=== Work instructions ===
Every entry must come back exactly as it was written.

=== Data records ===

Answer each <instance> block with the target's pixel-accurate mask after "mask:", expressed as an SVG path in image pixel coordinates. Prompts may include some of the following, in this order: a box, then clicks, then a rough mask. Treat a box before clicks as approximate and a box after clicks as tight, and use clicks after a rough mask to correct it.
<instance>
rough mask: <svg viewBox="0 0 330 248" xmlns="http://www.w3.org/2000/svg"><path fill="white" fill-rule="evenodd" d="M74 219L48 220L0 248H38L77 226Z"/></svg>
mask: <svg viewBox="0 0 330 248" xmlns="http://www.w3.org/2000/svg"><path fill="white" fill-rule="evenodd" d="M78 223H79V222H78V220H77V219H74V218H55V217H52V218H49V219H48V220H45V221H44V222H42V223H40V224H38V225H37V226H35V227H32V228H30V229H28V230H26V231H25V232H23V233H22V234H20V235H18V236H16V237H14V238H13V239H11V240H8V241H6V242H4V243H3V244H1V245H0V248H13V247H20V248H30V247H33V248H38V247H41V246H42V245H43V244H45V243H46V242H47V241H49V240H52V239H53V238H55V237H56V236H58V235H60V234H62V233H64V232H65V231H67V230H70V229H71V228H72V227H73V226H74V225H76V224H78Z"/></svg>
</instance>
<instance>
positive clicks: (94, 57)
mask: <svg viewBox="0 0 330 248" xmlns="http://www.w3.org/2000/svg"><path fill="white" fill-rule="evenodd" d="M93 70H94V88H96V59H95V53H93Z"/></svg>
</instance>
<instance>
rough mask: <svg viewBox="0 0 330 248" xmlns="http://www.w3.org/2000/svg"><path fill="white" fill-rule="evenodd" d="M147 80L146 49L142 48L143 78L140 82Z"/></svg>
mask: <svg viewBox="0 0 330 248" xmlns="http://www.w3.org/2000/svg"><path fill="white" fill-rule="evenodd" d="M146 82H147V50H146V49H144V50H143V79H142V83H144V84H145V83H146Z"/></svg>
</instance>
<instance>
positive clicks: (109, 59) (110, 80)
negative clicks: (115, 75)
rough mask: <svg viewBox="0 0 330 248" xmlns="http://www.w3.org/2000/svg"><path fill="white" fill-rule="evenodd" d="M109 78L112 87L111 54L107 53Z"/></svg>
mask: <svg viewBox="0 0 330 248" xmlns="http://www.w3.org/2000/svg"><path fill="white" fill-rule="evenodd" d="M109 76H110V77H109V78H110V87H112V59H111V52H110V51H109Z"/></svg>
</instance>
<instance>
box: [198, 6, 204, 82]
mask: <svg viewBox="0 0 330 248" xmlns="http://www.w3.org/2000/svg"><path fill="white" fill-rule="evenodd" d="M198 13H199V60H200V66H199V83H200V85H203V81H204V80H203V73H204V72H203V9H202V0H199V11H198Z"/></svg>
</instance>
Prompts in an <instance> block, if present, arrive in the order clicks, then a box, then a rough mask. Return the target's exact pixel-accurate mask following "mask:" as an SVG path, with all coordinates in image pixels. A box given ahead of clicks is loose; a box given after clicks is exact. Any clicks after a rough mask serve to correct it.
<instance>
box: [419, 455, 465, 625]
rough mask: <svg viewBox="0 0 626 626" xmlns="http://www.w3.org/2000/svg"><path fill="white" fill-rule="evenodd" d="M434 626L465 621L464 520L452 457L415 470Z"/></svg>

===

=== Answer space ===
Answer each <instance> block with the target's pixel-accurate mask after "mask:", expressed as an SVG path in image pixel coordinates. Prompts may include some of the following, in this order: a box, then clicks, then a rough mask. Treat a box before clicks as approximate and a box after clicks as tight, and use clicks after a rough mask to correct it.
<instance>
rough mask: <svg viewBox="0 0 330 248" xmlns="http://www.w3.org/2000/svg"><path fill="white" fill-rule="evenodd" d="M74 219L48 220L0 248H38L77 226Z"/></svg>
mask: <svg viewBox="0 0 330 248" xmlns="http://www.w3.org/2000/svg"><path fill="white" fill-rule="evenodd" d="M78 223H79V222H78V220H77V219H74V218H55V217H52V218H49V219H48V220H45V221H44V222H42V223H40V224H38V225H37V226H35V227H32V228H30V229H28V230H26V231H25V232H23V233H22V234H20V235H18V236H16V237H14V238H13V239H11V240H8V241H6V242H4V243H3V244H1V245H0V248H13V247H20V248H30V247H33V248H38V247H41V246H42V245H43V244H45V243H46V242H47V241H49V240H52V239H53V238H55V237H56V236H58V235H60V234H62V233H64V232H65V231H67V230H70V229H71V228H72V227H73V226H74V225H76V224H78Z"/></svg>
</instance>
<instance>
positive clicks: (94, 57)
mask: <svg viewBox="0 0 330 248" xmlns="http://www.w3.org/2000/svg"><path fill="white" fill-rule="evenodd" d="M93 70H94V88H96V59H95V53H93Z"/></svg>
</instance>
<instance>
rough mask: <svg viewBox="0 0 330 248" xmlns="http://www.w3.org/2000/svg"><path fill="white" fill-rule="evenodd" d="M147 80L146 49L142 48L143 78L140 82Z"/></svg>
mask: <svg viewBox="0 0 330 248" xmlns="http://www.w3.org/2000/svg"><path fill="white" fill-rule="evenodd" d="M146 82H147V50H146V49H144V50H143V79H142V83H144V84H145V83H146Z"/></svg>
</instance>
<instance>
positive clicks: (109, 59) (110, 80)
negative clicks: (115, 75)
rough mask: <svg viewBox="0 0 330 248" xmlns="http://www.w3.org/2000/svg"><path fill="white" fill-rule="evenodd" d="M109 78L112 87L111 54L107 53Z"/></svg>
mask: <svg viewBox="0 0 330 248" xmlns="http://www.w3.org/2000/svg"><path fill="white" fill-rule="evenodd" d="M109 76H110V77H109V78H110V87H112V59H111V52H110V51H109Z"/></svg>
</instance>
<instance>
box: [198, 6, 204, 82]
mask: <svg viewBox="0 0 330 248" xmlns="http://www.w3.org/2000/svg"><path fill="white" fill-rule="evenodd" d="M198 13H199V60H200V66H199V83H200V85H203V81H204V80H203V73H204V72H203V9H202V0H199V11H198Z"/></svg>
</instance>
Prompts in an <instance> block, if present, arrive in the order clicks, then a box, then a rough mask. Return the target's exact pixel-accurate mask following "mask:" as an SVG path, with all coordinates in image pixels. A box given ahead of clicks is loose; a box given after clicks is exact. Any clicks after a rough mask serve to correct it.
<instance>
box: [419, 455, 465, 625]
rough mask: <svg viewBox="0 0 626 626" xmlns="http://www.w3.org/2000/svg"><path fill="white" fill-rule="evenodd" d="M434 626L465 621L464 520L452 457L415 470Z"/></svg>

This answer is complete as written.